● TEXTAUSZUG:
________________________

Wir haben uns bereits am Ostertag daran erinnert, dass es Luther, dem Reformator, besonders wichtig war, in diesen Stellen immer davon zu sprechen, dass die erste Verpflichtung, zu der Gott uns ruft, die alltäglichen Dienste sind. Dabei kam das Wort „Beruf“ auf. Dieses Wort ist eine Schöpfung der Reformation. Es bedeutet, dass man sagt: „Dahin bin ich gerufen.“
Wir müssen immer wieder darauf achten, dass wir heute nicht den normalen Beruf, in dem wir leben und arbeiten, abwerten. Es darf nicht heißen: „Das Eigentliche, wo ich Gott diene, wäre doch die Freistellung.“ So wie wir es als Pfarrer glücklicherweise haben, dass wir vollzeitlich unserem Hobby nachgehen dürfen. Manche von Ihnen denken dann immer wieder: „Aber das ist doch schwierig für mich.“
Warum hat Luther immer wieder davon gesprochen, dass auch das Kehren des Stalls ein Dienst für Gott ist, ein Gottesdienst? Weil der auferstandene Jesus gerade in unseren alltäglichen Diensten und Verpflichtungen seine ganze Kraft schenken will.
Darum sind die Plätze so wichtig, wie wir es am Ostermontag auch erlebt haben. Dort, wo die Hausfrau und Mutter wirkt oder wo jemand im Beruf steht. Dort will die Kraft Jesu in ihrem Leben kräftig wirken. Dort will die Melodie erklingen, die der Herr aus unserem Leben weckt.
Symbolik des Führens und die Bereitschaft zur Hingabe
Diese gefalteten Hände, die wir auch beim Gebet verwenden, haben eine tiefe Symbolik. Ein anderer wird dich gürten und führen, wohin du nicht willst. Das ist das alte Sklavensymbol. Ich will mich von meinem Herrn binden lassen und nicht nur mit meinen Händen dauernd unruhig tätig sein. Ich will hören, was er tut.

________________________

● ZIEL 1:
Liste sämtliche Stellen des Textauszugs auf, die in Anführungszeichen stehen.
Textauszug und Einträge stammen aus unterschiedlichen Quellen.

Einträge zur Punktplatzierung
________________________

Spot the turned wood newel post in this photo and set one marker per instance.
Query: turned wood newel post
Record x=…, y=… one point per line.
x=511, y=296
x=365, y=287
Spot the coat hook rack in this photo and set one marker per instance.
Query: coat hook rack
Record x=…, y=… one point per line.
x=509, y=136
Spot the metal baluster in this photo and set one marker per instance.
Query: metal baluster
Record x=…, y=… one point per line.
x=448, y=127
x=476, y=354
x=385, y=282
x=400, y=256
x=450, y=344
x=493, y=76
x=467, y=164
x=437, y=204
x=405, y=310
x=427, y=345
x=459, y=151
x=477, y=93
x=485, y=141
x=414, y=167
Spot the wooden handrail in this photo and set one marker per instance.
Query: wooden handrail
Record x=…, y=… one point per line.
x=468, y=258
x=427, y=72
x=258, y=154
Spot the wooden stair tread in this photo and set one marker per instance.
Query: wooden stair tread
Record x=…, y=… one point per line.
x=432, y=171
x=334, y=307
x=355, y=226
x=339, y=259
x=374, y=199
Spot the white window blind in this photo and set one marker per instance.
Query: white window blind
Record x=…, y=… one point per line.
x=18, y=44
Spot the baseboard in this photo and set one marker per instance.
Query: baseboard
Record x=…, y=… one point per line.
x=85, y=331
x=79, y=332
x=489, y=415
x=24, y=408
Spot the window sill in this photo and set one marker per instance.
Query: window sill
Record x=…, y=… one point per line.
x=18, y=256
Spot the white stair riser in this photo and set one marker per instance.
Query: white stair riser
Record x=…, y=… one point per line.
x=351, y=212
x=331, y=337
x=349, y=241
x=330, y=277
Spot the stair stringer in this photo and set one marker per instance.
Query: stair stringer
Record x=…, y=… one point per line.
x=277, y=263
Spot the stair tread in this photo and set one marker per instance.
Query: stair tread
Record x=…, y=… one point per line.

________________________

● ZIEL 2:
Zeige bitte jede Zeile der Einträge, in der die Zeichenfolge „coat“ vorkommt.

● ERGEBNIS 1:
- „Beruf“
- „Dahin bin ich gerufen.“
- „Das Eigentliche, wo ich Gott diene, wäre doch die Freistellung.“
- „Aber das ist doch schwierig für mich.“

● ERGEBNIS 2:
Spot the coat hook rack in this photo and set one marker per instance.
Query: coat hook rack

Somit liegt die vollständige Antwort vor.